- Origin: Las Vegas, Nevada, U.S.
- Genres: Screamo
- Years active: 2023–2024; 2024–present
- Labels: Zegema Beach; Milk Crate;
- Members: Rila Ogawa; Abby Walker; Airon Gauuf; Italy Jones;
- Past members: Steph Webb; Dylan Samuel;

= Febuary (band) =

American screamo band

Febuary is an American screamo band from Las Vegas, Nevada. They are one of the forefront and most commercially successful bands in the 2020s wave of the screamo genre, being amongst the first bands in the genre to play the major festival Coachella. They have released a full-length album and an EP.

Formed in 2023, their founding lineup consisted of Rila Ogawa (guitar, vocals), Steph Webb (bass, vocals) and Abby Walker (drums). After their first show, they were additionally joined by Airon Gauuf (guitar, vocals). They released their debut album February in 2024. Following its release, Steph Webb departed, replaced by Dylan Samuel. Within months, they had disbanded. Febuary reunited at the end of 2024, rejoined by Webb. They released the EP Run Like a Girl in 2025, after which Webb departed again, replaced by Italy Jones.

RAW RECORDS:
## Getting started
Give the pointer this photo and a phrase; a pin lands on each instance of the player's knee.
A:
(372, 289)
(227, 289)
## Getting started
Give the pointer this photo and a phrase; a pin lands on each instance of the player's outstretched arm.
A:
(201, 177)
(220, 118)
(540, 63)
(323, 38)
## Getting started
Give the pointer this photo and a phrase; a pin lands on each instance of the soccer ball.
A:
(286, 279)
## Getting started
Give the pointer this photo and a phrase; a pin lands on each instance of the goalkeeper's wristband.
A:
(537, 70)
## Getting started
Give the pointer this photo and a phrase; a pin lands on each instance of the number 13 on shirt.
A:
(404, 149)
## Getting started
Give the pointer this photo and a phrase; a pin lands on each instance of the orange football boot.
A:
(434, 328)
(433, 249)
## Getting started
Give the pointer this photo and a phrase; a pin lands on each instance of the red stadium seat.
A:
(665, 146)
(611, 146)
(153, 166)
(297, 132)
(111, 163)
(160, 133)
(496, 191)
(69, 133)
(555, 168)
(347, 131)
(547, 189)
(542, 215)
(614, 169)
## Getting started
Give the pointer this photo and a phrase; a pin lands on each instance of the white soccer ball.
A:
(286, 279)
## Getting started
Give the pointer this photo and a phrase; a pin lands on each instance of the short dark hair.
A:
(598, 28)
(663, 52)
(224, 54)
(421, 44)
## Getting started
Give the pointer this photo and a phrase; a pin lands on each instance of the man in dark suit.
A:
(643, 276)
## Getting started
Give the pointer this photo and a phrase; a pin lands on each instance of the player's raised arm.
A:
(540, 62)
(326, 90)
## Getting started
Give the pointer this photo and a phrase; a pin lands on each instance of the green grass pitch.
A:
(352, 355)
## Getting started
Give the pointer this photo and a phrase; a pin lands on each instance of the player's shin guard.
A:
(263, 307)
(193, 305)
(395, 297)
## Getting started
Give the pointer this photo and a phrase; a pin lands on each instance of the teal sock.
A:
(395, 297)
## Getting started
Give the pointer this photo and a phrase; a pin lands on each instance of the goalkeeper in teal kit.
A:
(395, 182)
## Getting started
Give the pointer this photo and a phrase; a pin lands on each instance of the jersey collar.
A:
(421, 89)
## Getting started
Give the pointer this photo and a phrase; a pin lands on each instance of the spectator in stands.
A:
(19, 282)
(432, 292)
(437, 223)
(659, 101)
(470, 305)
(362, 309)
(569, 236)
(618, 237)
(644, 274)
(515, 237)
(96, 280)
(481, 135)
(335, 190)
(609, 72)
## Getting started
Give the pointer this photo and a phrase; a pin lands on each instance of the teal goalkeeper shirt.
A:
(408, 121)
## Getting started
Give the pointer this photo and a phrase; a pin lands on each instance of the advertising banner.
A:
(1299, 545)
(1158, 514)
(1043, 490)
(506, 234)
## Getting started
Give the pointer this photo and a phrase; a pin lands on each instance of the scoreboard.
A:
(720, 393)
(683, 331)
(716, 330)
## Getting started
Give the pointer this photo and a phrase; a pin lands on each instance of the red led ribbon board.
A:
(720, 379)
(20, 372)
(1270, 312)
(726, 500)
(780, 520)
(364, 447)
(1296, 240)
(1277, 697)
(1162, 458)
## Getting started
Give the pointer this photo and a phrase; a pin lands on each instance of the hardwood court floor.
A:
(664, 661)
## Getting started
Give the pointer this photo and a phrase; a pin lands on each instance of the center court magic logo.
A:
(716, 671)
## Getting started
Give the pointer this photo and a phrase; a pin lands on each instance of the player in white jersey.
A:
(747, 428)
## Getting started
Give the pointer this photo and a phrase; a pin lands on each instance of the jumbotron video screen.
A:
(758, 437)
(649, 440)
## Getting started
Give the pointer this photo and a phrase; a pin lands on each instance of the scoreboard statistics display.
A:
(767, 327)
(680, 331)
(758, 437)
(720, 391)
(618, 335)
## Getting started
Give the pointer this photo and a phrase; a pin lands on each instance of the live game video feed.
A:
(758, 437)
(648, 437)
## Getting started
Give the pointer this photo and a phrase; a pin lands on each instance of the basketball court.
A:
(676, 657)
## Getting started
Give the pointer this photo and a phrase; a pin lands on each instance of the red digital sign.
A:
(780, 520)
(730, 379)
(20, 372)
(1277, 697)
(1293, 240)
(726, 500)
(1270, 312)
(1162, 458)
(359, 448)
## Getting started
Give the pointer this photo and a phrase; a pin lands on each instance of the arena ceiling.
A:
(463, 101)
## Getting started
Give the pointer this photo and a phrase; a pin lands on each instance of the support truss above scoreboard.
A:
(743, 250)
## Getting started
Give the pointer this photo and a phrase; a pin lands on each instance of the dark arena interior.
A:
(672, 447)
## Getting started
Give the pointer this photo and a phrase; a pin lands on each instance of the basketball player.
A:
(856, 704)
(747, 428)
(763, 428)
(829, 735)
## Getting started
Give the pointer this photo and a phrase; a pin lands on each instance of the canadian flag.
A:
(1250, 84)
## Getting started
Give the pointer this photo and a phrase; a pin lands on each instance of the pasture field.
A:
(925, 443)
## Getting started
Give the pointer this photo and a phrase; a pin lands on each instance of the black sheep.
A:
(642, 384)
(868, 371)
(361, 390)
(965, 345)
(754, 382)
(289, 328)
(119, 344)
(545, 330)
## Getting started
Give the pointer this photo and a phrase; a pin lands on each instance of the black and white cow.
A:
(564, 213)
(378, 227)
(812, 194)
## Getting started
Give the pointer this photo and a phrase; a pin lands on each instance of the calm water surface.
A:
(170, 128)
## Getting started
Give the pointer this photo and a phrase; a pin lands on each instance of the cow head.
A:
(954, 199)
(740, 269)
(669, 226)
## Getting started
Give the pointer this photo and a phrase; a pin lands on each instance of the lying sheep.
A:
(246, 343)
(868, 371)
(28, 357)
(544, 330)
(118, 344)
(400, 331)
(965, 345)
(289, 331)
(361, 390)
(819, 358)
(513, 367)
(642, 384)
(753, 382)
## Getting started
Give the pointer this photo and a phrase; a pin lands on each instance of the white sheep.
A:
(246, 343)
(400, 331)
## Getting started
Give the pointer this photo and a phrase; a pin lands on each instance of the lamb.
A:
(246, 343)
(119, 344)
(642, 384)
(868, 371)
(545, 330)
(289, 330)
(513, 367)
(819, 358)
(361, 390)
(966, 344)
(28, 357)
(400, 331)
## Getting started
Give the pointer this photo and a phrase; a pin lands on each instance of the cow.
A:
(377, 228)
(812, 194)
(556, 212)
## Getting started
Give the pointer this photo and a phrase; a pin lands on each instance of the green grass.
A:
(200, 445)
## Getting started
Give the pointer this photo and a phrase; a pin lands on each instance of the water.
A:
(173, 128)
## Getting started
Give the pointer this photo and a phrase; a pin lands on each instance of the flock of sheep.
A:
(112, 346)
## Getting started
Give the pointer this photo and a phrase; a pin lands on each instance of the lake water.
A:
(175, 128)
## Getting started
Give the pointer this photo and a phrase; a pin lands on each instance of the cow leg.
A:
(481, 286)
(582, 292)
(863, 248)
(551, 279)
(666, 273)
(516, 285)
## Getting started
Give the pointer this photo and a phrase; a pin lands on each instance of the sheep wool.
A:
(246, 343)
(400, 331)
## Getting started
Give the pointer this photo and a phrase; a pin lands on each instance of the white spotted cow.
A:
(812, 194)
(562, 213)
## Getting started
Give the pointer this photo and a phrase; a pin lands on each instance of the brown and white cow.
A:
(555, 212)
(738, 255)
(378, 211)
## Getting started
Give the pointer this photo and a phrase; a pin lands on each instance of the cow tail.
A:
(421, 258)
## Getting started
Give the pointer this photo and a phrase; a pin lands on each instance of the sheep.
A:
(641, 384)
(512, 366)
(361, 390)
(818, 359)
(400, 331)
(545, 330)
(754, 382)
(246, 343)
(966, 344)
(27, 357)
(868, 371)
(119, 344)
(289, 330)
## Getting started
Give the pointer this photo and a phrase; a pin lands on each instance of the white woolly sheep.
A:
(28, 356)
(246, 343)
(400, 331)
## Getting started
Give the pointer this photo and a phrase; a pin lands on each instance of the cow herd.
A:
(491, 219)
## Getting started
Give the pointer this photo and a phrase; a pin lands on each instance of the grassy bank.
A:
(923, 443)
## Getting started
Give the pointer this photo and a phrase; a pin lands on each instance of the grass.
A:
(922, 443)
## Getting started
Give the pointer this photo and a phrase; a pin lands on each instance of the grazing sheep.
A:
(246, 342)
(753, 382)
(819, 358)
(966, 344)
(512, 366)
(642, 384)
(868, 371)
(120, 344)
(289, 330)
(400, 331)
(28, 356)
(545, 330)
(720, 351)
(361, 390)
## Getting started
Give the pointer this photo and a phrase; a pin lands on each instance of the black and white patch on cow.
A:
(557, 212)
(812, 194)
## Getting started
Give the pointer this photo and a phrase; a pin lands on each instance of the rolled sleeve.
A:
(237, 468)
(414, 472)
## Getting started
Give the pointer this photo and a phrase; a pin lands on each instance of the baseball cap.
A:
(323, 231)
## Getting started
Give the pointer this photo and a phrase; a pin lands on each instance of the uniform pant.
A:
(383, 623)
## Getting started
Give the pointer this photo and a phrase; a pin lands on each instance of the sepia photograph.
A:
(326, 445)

SET PROBLEM 1:
Reproduce the passage of the article on Febuary between "Febuary is an" and "album and an EP.", inclusive.
SET PROBLEM 2:
Answer these questions from the article on Febuary:
(a) Which major festival does the article say the band was among the first in its genre to play?
(b) Who replaced Steph Webb after the release of the debut album?
(c) What is the title of the EP the band released in 2025?

REPLY 1:
Febuary is an American screamo band from Las Vegas, Nevada. They are one of the forefront and most commercially successful bands in the 2020s wave of the screamo genre, being amongst the first bands in the genre to play the major festival Coachella. They have released a full-length album and an EP.

REPLY 2:
(a) Coachella
(b) Dylan Samuel
(c) Run Like a Girl